BEGIN TEXT

At every node of that lattice, you either get paid a performance fee or you don't. If you do, then you get paid the value of the underlying at that node, times 2%.
So, you can write another lattice for the payments you get at each node, if you get them at all. You then pick out a copy of this fantastic book and look up the "hitting time theorem". This is an extension of the Bertrand ballot theorem, which just tells you the probability that a discrete random walk will reach some distance d after time t, for the first time. This is exactly what you need to know at every node, because if that value has been reached before for the value of the underlying, then it isn't a high-water mark. So you multiply each node by its first-hit probability and Bob's your uncle.
Except of course he isn't, because if you actually do this, you find that the valuation goes to infinity. This is because as you go out to perpetuity, every time slice contributes a tiny bit of expected value to the overall valuation, and although this gets smaller with every step, it doesn't converge.
This is because, of course, we've ignored the fact that there is an absorbing barrier for the value of the underlying - if the fund goes to zero, it is gone and there will be no more payments. So you have to use the ballot theorem again, to calculate for every note what the probability is of crossing zero before you reach that level, and multiply by one minus that. Obviously the probability of going to zero first gets bigger the further out you go, and this means that the whole thing solves.
This is probably amazingly obvious and has been covered in the literature a million years ago but I felt rather clever when I did it.
this item posted by the management 7/21/2006 07:43:00 AM
Thursday, July 13, 2006
Camden New Journal Readers Say The Damnedest Things
Regular Crooked Timber readers will be aware that the people who write letters to the Camden New Journal are a laugh a minute. However, the stuff about the eliminationist anti-Semitic pizza was not even the funniest letter in the CNJ that week. That honour goes to the following:
I CAN hardly believe that Esther Rantzen could make such an inane remark as "it saddens me that anyone could complain about anyone else's enjoyment (Neighbours relish sounds of silence during concert season, June 29)
Almost all anti-social behaviour from drunkeness and violence to child abuse is someone else's enjoyment. And I thought Esther was the founder of Childline, a charity opposed to child abuse
Well, exactly. Esther thought it was sad that people complained about the concerts at Kenwood House, but when it came to spoiling the paedos' fun, she was just as much of a killjoy herself! Hypocrite!
It might have been a Viz-style Letterbocks joke, but it wasn't marked.
this item posted by the management 7/13/2006 04:08:00 PM
Saturday, July 08, 2006
Can this be true?
I would certainly have thought that some misogynistic arse of a sportswriter would have coined the nickname "Amelie Machismo" before now, but according to Google, not so. Will I be able to claim royalties? I promise to donate them to some sort of charity aimed at stamping out people like me.
Update: what a shame, as well, that Justine Henin-Hardenne never got divorced and then remarried Tim Henman. I would have loved to have heard the commentators trying to get their tongues round "Henin-Hardenne-Henman" under pressure.
Update Update: Would anyone like to hear about my really spiffy pricing model for valuing the "high water mark" fee structure for a hedge fund?
this item posted by the management 7/08/2006 08:17:00 AM
Hullo, SE24
Once more, I must point out that "Daniel Davies" who has a letter in this week's Saturday Guardian (something about Iranians) isn't me. I don't write letters to newspapers and I secretly believe that people who write letters to newspapers are loonies. Having a blog is different of course.

END TEXT
BEGIN DATA UNDER STUDY

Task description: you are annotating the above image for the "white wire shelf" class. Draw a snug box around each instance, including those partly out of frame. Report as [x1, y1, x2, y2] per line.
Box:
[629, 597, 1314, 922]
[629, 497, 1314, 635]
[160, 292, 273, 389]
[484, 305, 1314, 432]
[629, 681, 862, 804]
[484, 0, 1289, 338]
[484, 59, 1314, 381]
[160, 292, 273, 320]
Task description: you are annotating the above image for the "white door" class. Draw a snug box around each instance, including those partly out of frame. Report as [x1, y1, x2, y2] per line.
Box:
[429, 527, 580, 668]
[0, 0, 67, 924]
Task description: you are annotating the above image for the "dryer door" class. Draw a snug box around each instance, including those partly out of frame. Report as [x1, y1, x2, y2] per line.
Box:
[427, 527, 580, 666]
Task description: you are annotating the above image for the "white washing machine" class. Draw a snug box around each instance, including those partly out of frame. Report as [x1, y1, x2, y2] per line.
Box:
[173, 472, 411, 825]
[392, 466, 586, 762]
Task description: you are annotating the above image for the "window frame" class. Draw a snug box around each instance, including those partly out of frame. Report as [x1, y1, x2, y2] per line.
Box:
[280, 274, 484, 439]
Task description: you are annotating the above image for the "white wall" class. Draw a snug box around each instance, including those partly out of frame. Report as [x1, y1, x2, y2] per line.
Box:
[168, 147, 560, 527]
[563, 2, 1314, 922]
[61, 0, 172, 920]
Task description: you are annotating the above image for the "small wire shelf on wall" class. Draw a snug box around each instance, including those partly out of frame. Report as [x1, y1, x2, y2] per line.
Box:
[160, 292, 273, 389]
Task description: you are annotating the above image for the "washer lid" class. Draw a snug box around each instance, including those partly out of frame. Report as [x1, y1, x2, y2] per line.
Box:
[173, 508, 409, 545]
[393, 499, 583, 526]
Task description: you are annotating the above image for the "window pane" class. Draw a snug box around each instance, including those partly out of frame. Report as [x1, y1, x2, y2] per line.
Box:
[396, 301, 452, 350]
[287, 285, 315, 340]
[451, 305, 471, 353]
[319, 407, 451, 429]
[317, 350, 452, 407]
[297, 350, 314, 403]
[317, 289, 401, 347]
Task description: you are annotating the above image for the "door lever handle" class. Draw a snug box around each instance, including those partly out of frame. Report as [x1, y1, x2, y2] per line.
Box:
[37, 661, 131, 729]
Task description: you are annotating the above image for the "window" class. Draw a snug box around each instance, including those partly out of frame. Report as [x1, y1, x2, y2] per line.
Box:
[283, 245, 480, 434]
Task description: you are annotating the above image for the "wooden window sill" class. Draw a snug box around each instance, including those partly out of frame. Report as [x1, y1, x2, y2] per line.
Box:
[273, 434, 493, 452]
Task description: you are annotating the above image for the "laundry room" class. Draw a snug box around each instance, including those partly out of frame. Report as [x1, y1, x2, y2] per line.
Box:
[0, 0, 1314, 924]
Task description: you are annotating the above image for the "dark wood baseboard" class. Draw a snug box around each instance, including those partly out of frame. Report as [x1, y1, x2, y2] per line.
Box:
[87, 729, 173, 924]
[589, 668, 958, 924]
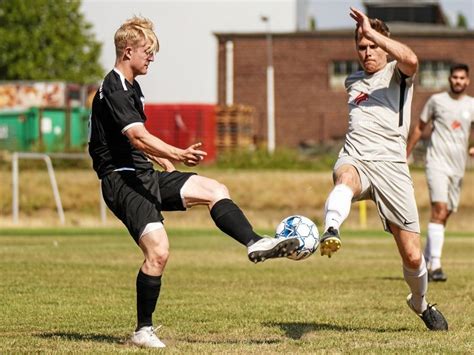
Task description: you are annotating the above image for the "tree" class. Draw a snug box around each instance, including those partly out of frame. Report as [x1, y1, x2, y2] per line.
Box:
[0, 0, 104, 84]
[456, 12, 467, 28]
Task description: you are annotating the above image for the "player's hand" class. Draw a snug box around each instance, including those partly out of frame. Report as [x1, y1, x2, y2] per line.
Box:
[350, 6, 373, 40]
[180, 143, 207, 166]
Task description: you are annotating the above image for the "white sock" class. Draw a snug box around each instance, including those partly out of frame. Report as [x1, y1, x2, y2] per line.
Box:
[324, 184, 354, 231]
[425, 223, 444, 270]
[403, 255, 428, 313]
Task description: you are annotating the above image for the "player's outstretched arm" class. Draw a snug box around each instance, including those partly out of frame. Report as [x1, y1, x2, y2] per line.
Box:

END DATA UNDER STUDY

_EXERCISE TASKS_:
1: In the blog excerpt, what is the performance fee at a node where one is paid?
2: Reproduce the part of the blog excerpt that begins at the words "Except of course" and stops after "it doesn't converge.".

_EXERCISE RESULTS_:
1: The value of the underlying at that node times 2%.

2:
Except of course he isn't, because if you actually do this, you find that the valuation goes to infinity. This is because as you go out to perpetuity, every time slice contributes a tiny bit of expected value to the overall valuation, and although this gets smaller with every step, it doesn't converge.